** START TASK DATA **

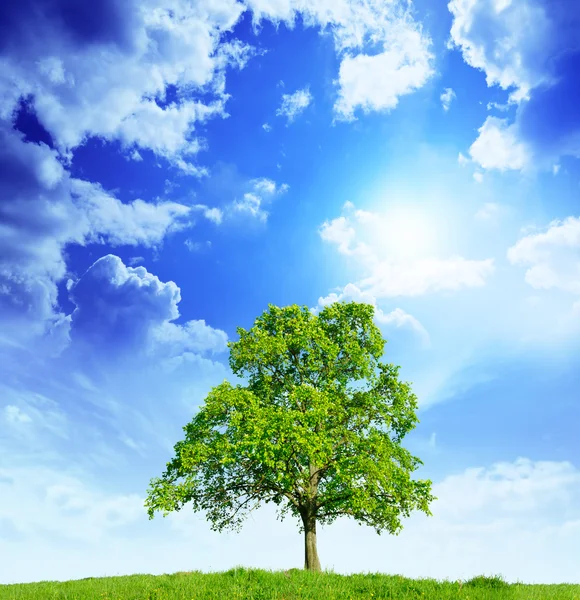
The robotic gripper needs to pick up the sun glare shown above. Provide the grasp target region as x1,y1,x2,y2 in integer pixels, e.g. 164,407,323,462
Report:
369,208,437,258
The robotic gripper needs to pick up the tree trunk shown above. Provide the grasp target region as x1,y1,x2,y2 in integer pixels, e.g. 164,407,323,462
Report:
303,515,322,572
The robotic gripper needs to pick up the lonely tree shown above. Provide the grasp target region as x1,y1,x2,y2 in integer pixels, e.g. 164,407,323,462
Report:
145,302,434,571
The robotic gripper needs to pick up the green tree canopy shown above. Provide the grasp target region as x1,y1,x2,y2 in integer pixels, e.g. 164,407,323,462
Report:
145,302,434,570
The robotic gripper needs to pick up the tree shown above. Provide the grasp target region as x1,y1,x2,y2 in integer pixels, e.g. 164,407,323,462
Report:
145,302,435,571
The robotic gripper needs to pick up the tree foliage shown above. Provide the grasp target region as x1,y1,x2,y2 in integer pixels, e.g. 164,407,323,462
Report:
146,302,434,568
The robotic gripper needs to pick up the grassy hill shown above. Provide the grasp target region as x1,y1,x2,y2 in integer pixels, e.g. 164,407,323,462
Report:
0,568,580,600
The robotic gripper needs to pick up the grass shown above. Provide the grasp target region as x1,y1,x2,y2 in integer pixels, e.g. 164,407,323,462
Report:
0,568,580,600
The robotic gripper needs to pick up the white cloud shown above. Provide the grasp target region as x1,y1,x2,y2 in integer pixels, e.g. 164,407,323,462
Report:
0,467,144,544
0,127,191,335
448,0,552,102
0,0,251,174
276,87,312,123
507,217,580,294
229,177,289,223
448,0,580,170
439,88,456,111
192,204,224,225
335,27,433,120
475,202,500,221
4,404,32,425
319,204,494,299
247,0,433,120
316,283,431,345
457,152,470,167
70,254,227,360
469,117,531,171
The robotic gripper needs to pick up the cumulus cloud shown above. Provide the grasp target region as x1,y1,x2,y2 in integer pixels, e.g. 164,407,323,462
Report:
439,88,456,111
229,177,289,223
319,205,494,299
276,87,312,123
70,254,227,359
335,24,433,120
0,126,195,338
507,217,580,294
247,0,433,120
469,117,531,171
448,0,580,170
316,283,431,345
0,0,251,174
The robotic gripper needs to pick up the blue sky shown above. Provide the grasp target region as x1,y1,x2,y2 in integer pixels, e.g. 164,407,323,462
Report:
0,0,580,583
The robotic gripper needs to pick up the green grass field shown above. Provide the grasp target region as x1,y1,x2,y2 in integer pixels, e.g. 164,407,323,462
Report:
0,568,580,600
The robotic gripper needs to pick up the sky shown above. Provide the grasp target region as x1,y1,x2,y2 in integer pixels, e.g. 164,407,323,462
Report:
0,0,580,583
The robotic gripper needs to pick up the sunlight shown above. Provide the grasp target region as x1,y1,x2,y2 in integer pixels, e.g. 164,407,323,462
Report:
368,207,438,259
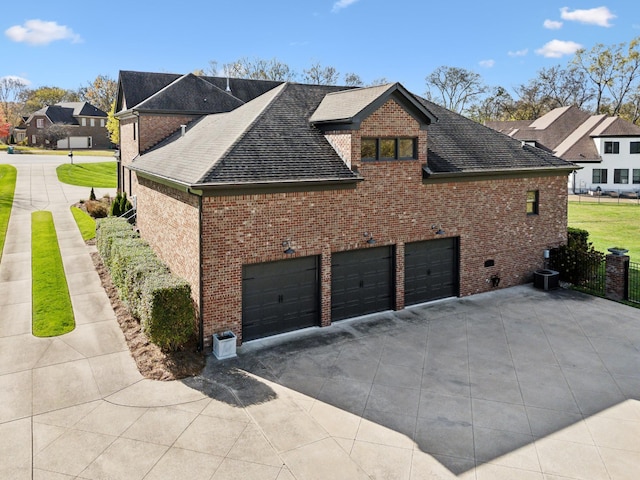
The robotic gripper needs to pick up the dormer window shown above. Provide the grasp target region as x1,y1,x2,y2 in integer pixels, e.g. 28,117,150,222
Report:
361,137,418,160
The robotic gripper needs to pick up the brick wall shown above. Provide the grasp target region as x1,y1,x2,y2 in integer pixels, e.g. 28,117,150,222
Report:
139,100,567,340
137,178,200,310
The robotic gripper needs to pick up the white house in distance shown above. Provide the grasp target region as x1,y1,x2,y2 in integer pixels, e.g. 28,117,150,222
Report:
486,107,640,196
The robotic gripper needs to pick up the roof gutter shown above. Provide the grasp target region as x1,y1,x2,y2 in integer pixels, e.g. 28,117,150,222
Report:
129,165,364,196
422,165,583,183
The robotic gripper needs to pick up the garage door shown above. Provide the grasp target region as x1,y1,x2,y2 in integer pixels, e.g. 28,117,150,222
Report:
404,238,459,305
58,137,91,149
242,257,320,341
331,247,395,321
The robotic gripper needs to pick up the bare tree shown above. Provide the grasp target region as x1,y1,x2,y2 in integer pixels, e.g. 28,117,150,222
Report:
425,66,487,113
79,75,118,112
224,57,296,82
344,73,363,87
303,62,340,85
0,76,27,125
467,87,515,123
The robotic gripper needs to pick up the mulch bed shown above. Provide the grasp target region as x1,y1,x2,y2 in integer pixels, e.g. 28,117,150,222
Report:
87,246,205,380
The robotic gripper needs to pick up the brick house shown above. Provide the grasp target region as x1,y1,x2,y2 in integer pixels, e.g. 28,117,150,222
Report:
116,72,575,346
487,106,640,195
23,102,111,149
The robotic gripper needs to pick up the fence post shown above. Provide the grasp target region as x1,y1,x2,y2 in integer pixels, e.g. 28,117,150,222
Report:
605,254,629,300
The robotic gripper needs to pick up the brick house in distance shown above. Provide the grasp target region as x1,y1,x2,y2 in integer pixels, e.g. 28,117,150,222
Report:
116,72,575,346
22,102,111,149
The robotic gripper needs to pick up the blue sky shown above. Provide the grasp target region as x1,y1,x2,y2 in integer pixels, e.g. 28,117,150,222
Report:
0,0,640,98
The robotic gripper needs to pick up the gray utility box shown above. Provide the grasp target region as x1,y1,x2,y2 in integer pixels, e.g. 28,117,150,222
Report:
533,269,560,290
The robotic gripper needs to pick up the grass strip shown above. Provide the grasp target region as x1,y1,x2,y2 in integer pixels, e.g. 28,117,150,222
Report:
71,207,96,242
568,202,640,262
31,211,75,337
56,162,118,188
0,165,17,260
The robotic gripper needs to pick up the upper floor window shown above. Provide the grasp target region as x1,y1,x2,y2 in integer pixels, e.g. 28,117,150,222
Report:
604,142,620,153
613,168,629,183
527,190,540,215
591,168,607,183
360,138,418,160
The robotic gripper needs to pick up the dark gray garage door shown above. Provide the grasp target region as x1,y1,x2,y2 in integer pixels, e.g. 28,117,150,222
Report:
404,238,459,305
242,256,320,341
331,247,395,321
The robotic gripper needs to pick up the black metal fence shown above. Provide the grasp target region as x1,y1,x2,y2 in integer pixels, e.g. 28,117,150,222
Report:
627,262,640,303
550,248,607,297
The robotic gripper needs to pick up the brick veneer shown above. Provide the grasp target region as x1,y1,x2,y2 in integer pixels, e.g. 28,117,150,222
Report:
132,100,567,342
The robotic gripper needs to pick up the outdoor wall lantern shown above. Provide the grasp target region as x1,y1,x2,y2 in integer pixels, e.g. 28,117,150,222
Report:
282,240,296,255
431,223,446,235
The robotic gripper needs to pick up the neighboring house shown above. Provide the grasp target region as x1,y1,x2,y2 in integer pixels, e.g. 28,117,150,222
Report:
116,72,575,345
24,102,111,149
487,107,640,194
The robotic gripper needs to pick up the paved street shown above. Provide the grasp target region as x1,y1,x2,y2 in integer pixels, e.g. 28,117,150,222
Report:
0,155,640,480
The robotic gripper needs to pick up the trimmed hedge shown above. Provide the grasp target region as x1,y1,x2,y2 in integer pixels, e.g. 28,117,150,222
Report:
96,217,195,350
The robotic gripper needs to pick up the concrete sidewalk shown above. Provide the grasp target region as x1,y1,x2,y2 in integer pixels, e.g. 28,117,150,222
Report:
0,156,640,480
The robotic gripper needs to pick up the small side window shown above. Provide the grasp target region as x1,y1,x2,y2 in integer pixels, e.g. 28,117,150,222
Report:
527,190,539,215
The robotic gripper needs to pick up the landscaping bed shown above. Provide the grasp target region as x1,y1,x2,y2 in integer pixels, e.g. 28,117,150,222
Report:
89,246,205,381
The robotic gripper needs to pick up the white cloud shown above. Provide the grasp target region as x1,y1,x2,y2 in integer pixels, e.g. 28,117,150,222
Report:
4,19,82,46
560,7,616,27
331,0,358,13
0,75,31,87
536,40,582,58
543,19,563,30
507,48,529,57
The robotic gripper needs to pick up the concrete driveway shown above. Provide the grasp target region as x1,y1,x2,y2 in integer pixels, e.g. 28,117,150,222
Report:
0,155,640,480
195,285,640,480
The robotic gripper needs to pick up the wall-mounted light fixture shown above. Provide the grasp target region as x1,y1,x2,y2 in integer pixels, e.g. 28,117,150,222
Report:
431,223,446,235
282,240,296,255
362,232,376,245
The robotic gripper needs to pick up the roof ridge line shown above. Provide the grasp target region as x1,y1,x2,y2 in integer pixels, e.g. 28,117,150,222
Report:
198,82,289,183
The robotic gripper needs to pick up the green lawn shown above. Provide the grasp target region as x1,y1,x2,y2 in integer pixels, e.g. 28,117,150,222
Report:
569,202,640,262
31,211,75,337
56,162,118,188
0,165,17,260
71,207,96,242
0,144,115,157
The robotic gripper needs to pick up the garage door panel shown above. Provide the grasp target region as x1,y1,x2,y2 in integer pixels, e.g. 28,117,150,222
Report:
405,238,459,305
331,247,394,321
242,257,320,341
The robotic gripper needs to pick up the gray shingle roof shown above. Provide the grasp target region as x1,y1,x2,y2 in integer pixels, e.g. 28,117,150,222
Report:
135,73,244,113
309,83,436,127
116,70,282,113
29,102,107,125
132,84,359,186
421,99,576,174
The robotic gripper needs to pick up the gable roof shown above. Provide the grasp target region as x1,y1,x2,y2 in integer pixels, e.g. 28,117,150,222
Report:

** END TASK DATA **

OBJECTIVE
Rewrite the material above as a numbered list, beginning at the line that contains "The robotic gripper needs to pick up the sunlight" and stopping after the line that contains "361,137,418,160". Omit blank lines and leave out the pictures.

SOLUTION BELOW
1. The robotic gripper needs to pick up the sunlight shown above. Provide the grasp target region as x1,y1,x2,y2 in integer pixels, e.g. 164,407,323,462
2. Report:
3. 368,207,438,259
4. The robotic gripper needs to pick up the dormer window shown above. Provide the grasp target region as x1,y1,x2,y2 in integer pixels, e.g. 28,117,150,222
5. Report:
6. 361,137,418,160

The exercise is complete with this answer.